# What is required:
Show each line of the data below that contains the string "jersey", copied in full. Case matters when matching.

# Provided data:
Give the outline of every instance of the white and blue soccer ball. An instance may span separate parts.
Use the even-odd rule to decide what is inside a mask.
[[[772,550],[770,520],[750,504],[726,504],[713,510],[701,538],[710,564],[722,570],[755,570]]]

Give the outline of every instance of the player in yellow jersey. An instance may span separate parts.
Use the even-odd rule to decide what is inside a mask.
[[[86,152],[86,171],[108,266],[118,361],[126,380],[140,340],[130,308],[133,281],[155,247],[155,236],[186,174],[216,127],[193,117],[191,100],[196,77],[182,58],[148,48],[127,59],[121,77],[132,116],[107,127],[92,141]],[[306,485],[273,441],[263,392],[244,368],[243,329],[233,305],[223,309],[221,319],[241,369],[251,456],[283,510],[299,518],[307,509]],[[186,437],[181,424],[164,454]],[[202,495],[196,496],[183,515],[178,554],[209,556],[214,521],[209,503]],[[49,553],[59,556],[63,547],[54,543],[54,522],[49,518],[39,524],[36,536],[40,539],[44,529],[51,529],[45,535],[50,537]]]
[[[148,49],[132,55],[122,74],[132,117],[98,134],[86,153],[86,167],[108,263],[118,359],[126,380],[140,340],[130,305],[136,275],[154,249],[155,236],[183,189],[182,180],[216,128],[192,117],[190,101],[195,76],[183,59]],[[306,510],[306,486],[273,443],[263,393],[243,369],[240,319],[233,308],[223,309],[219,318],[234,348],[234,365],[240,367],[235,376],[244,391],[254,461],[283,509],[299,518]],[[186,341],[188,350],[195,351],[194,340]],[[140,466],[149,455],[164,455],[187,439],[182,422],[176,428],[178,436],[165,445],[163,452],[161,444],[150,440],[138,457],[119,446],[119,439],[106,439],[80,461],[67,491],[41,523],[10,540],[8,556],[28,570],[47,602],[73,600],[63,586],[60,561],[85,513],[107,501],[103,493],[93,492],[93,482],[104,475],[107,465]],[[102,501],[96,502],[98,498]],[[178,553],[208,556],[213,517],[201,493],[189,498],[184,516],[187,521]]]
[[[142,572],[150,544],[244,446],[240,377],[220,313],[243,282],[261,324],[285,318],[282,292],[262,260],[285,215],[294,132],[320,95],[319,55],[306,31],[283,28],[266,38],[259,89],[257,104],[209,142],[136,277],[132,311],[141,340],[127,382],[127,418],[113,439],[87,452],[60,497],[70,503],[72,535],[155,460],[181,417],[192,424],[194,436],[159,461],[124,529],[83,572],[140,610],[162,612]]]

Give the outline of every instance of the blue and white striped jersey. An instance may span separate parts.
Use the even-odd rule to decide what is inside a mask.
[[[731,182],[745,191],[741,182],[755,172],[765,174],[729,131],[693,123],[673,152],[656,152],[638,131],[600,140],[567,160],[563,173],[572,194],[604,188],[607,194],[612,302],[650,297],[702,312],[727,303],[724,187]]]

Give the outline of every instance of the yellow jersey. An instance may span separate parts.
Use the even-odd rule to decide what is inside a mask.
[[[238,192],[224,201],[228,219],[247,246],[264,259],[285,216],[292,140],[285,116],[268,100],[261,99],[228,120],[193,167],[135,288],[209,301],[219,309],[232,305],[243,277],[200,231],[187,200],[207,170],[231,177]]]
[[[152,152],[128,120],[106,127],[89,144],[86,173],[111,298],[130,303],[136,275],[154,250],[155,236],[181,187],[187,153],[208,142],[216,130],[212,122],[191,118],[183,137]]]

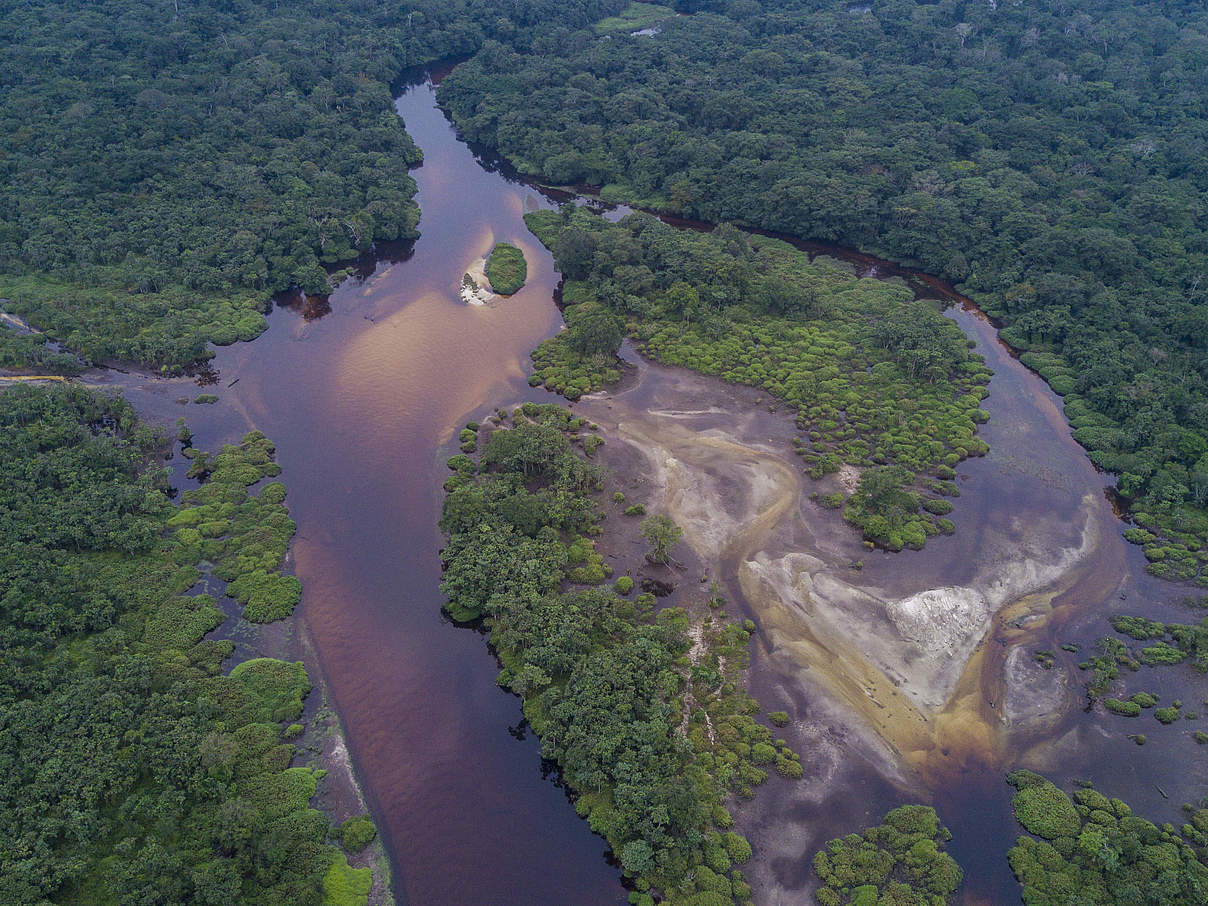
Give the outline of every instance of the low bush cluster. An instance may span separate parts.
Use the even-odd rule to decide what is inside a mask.
[[[929,806],[901,806],[876,827],[830,841],[814,856],[820,906],[945,906],[960,866],[941,847],[952,838]]]
[[[1016,771],[1009,783],[1016,789],[1015,817],[1032,835],[1021,836],[1007,856],[1026,904],[1206,901],[1208,811],[1195,812],[1180,834],[1093,789],[1070,797],[1028,771]]]
[[[989,372],[933,303],[728,226],[610,223],[574,207],[525,222],[567,278],[568,329],[533,353],[534,385],[574,400],[617,379],[628,333],[652,359],[786,403],[811,476],[844,464],[871,475],[877,487],[846,506],[866,539],[901,550],[954,529],[942,498],[957,494],[954,466],[987,449],[976,431]]]
[[[290,767],[306,670],[223,675],[222,614],[186,594],[203,558],[278,575],[284,488],[246,490],[272,446],[209,459],[180,507],[163,449],[120,397],[0,393],[0,901],[364,906]]]
[[[769,769],[800,777],[800,761],[751,718],[744,627],[656,612],[650,594],[621,597],[628,576],[602,586],[591,536],[603,475],[583,460],[583,426],[525,403],[477,461],[451,460],[447,610],[489,627],[499,683],[522,697],[579,813],[633,878],[632,902],[745,902],[750,846],[730,830],[726,797],[750,795]]]

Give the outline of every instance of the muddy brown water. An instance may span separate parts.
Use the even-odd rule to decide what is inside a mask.
[[[370,262],[326,302],[278,308],[260,339],[220,349],[217,382],[207,390],[220,396],[215,406],[180,405],[198,393],[185,381],[109,372],[101,383],[123,387],[152,417],[186,418],[196,446],[215,448],[251,428],[277,442],[298,523],[294,568],[304,587],[302,626],[343,719],[400,901],[623,902],[604,842],[576,817],[542,765],[518,701],[495,686],[498,668],[483,639],[440,612],[436,519],[443,461],[455,452],[457,430],[496,406],[551,399],[530,390],[525,378],[529,350],[561,326],[553,303],[558,274],[522,215],[550,207],[553,196],[483,165],[436,108],[429,80],[408,86],[396,108],[425,155],[414,172],[423,219],[413,248]],[[528,284],[509,300],[466,306],[458,295],[461,274],[498,240],[524,250]],[[860,273],[906,277],[922,295],[959,298],[934,278],[869,256],[807,250],[846,257]],[[716,563],[734,599],[731,612],[761,625],[753,691],[767,709],[792,715],[784,734],[801,750],[807,780],[813,778],[796,785],[773,780],[738,809],[760,854],[751,866],[760,902],[808,900],[809,856],[821,842],[919,800],[934,802],[956,835],[951,852],[966,871],[965,901],[1017,901],[1005,859],[1017,827],[1003,774],[1018,765],[1044,768],[1059,782],[1093,780],[1155,820],[1178,821],[1178,805],[1208,783],[1185,730],[1151,719],[1125,727],[1122,719],[1082,713],[1079,655],[1059,651],[1062,641],[1078,641],[1085,651],[1105,633],[1103,617],[1113,611],[1191,616],[1157,603],[1181,590],[1145,576],[1144,559],[1122,541],[1122,524],[1103,493],[1108,482],[1070,437],[1058,397],[1009,354],[983,316],[963,308],[949,315],[994,370],[983,403],[992,417],[980,432],[991,453],[959,467],[962,496],[951,517],[957,534],[930,539],[922,552],[870,553],[835,513],[802,499]],[[724,407],[738,407],[748,417],[742,442],[788,463],[808,494],[813,483],[800,475],[788,442],[791,418],[783,410],[766,412],[766,401],[754,402],[759,397],[643,365],[635,385],[585,400],[580,408],[602,424],[628,422],[652,442],[672,443],[685,424],[702,436],[732,426]],[[660,422],[660,412],[685,401],[722,410],[693,416],[695,422],[673,419],[674,430]],[[994,609],[1005,608],[988,618],[985,637],[975,631],[976,638],[957,646],[952,663],[924,663],[922,655],[894,661],[893,651],[876,661],[885,681],[870,693],[881,696],[875,707],[893,710],[896,696],[901,709],[925,715],[925,732],[863,732],[861,714],[875,722],[875,712],[848,709],[842,689],[836,693],[829,685],[819,649],[798,638],[811,621],[795,623],[791,608],[772,596],[744,593],[741,576],[754,558],[774,561],[796,550],[824,563],[815,580],[882,602],[964,587],[980,590]],[[1076,556],[1046,573],[1055,551]],[[856,559],[860,570],[850,569]],[[1032,564],[1024,568],[1034,575],[1021,577],[1020,563]],[[832,617],[836,645],[849,632],[844,644],[852,650],[873,651],[877,628],[861,637],[853,614],[860,611],[836,605],[811,620]],[[1039,683],[1039,705],[1036,714],[1006,720],[1003,676],[1015,649],[1027,657],[1022,668],[1017,657],[1012,669]],[[1024,669],[1036,649],[1057,651],[1055,675],[1068,676],[1063,689]],[[947,679],[930,691],[912,689],[931,674]],[[1194,681],[1186,672],[1177,684],[1172,675],[1128,679],[1129,691],[1185,689]],[[1181,697],[1198,703],[1208,687],[1201,681],[1198,693]],[[1150,744],[1138,748],[1127,732],[1149,733]]]

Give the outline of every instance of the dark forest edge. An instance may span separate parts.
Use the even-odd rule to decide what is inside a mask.
[[[606,518],[592,428],[532,402],[466,428],[441,517],[447,610],[489,628],[500,685],[522,697],[542,754],[631,879],[632,904],[745,904],[739,866],[751,848],[726,803],[802,767],[751,718],[754,623],[727,620],[716,596],[656,609],[654,594],[633,597],[632,576],[602,587],[611,570],[592,540]],[[664,561],[674,523],[655,516],[641,529]]]
[[[528,279],[528,263],[524,252],[507,243],[495,243],[487,256],[484,268],[490,289],[504,296],[518,292]]]
[[[953,281],[1119,476],[1150,571],[1208,582],[1203,5],[675,6],[487,43],[441,103],[524,174]]]
[[[190,593],[204,570],[248,620],[292,611],[272,443],[190,449],[180,505],[169,443],[117,396],[0,393],[0,900],[364,906],[370,870],[329,841],[371,825],[333,829],[325,772],[291,767],[306,670],[226,672],[223,614]]]
[[[524,221],[565,275],[567,330],[533,352],[529,383],[571,400],[612,383],[628,335],[657,361],[786,403],[811,477],[859,470],[814,496],[870,546],[919,548],[956,530],[956,466],[987,451],[976,431],[989,370],[934,302],[734,227],[611,223],[575,205]]]
[[[0,325],[0,367],[175,371],[254,338],[273,294],[418,236],[401,72],[488,39],[550,52],[625,6],[8,5],[0,309],[42,333]]]

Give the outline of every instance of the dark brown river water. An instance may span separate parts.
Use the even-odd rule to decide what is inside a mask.
[[[144,412],[169,422],[186,417],[198,447],[215,448],[251,428],[277,442],[298,523],[301,618],[390,853],[400,901],[623,902],[604,842],[542,767],[536,741],[521,726],[518,701],[494,684],[498,668],[483,639],[442,618],[437,587],[436,521],[443,461],[455,452],[451,440],[467,419],[496,406],[550,399],[530,390],[525,377],[529,350],[561,325],[553,303],[558,274],[522,215],[552,202],[484,167],[436,108],[430,81],[408,87],[396,108],[425,155],[414,172],[423,219],[413,248],[368,266],[326,306],[278,308],[260,339],[220,349],[215,406],[179,406],[179,397],[197,393],[184,382],[110,381],[127,384]],[[498,304],[467,306],[458,296],[461,274],[498,240],[524,250],[528,284]],[[867,256],[808,248],[843,255],[863,271],[910,275]],[[919,280],[924,294],[954,297],[942,284]],[[1084,715],[1075,707],[1074,655],[1059,657],[1070,691],[1053,703],[1055,719],[1043,730],[1009,732],[995,722],[995,678],[1011,646],[1056,650],[1078,640],[1085,651],[1107,632],[1109,610],[1189,615],[1155,604],[1180,590],[1149,580],[1139,552],[1121,540],[1122,524],[1103,494],[1107,482],[1071,440],[1059,400],[1007,354],[988,321],[960,309],[952,316],[995,371],[985,402],[992,418],[981,432],[992,452],[962,465],[953,538],[896,556],[869,556],[858,539],[844,541],[865,558],[861,581],[904,593],[970,582],[987,547],[1004,539],[1024,544],[1040,530],[1057,538],[1087,519],[1099,542],[1053,583],[1041,628],[1016,627],[1010,616],[994,621],[981,646],[987,669],[953,712],[945,737],[952,744],[939,754],[917,753],[918,789],[902,791],[853,755],[856,767],[843,774],[842,788],[780,811],[756,805],[765,809],[756,844],[794,830],[780,821],[808,829],[805,843],[774,860],[782,889],[800,893],[808,883],[818,842],[924,798],[956,832],[951,849],[966,870],[966,901],[1017,901],[1005,859],[1017,829],[1001,778],[1018,759],[1035,761],[1046,750],[1058,782],[1085,777],[1155,820],[1177,821],[1178,805],[1208,782],[1203,759],[1195,759],[1181,733],[1146,726],[1154,738],[1139,749],[1125,738],[1132,731],[1121,730],[1120,719]],[[755,691],[767,708],[792,710],[792,702],[778,698],[789,689],[783,672],[767,651],[756,654]]]

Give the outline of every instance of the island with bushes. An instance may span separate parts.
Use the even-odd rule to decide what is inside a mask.
[[[487,280],[490,289],[501,296],[511,296],[519,292],[528,279],[528,263],[524,261],[524,252],[515,245],[496,243],[487,256],[486,266]]]
[[[1064,397],[1150,571],[1208,583],[1204,5],[673,6],[484,48],[441,104],[534,179],[951,280]]]
[[[0,901],[364,906],[370,869],[310,807],[326,772],[294,763],[306,669],[231,668],[220,600],[192,593],[294,610],[273,446],[186,449],[201,484],[173,504],[168,443],[120,396],[0,393]]]
[[[716,599],[658,608],[652,593],[633,596],[629,576],[608,585],[593,540],[608,477],[591,461],[599,439],[583,419],[530,402],[467,430],[481,452],[449,460],[441,517],[449,615],[489,631],[500,685],[523,699],[634,906],[655,895],[748,902],[741,866],[751,847],[727,802],[769,773],[802,776],[797,754],[751,716],[743,670],[754,623],[724,618]],[[640,532],[655,563],[680,539],[663,515]]]
[[[871,544],[918,548],[956,529],[956,466],[987,451],[989,370],[936,303],[733,227],[612,223],[574,205],[525,222],[565,275],[567,320],[534,350],[529,383],[570,400],[615,383],[628,335],[651,359],[782,401],[811,477],[855,478],[819,503]]]

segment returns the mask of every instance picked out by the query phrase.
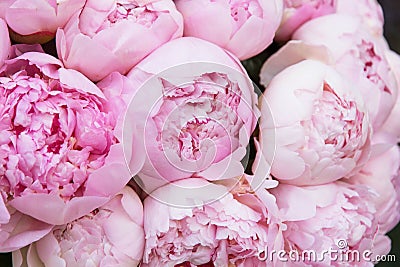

# Final result:
Give the outline of every instance of the player in yellow jersey. An instance may span separate parts.
Give the outline of every instance of the blue and white striped jersey. An instance may span separate parts.
Give the outline of every instance of the yellow jersey. An instance may span separate parts.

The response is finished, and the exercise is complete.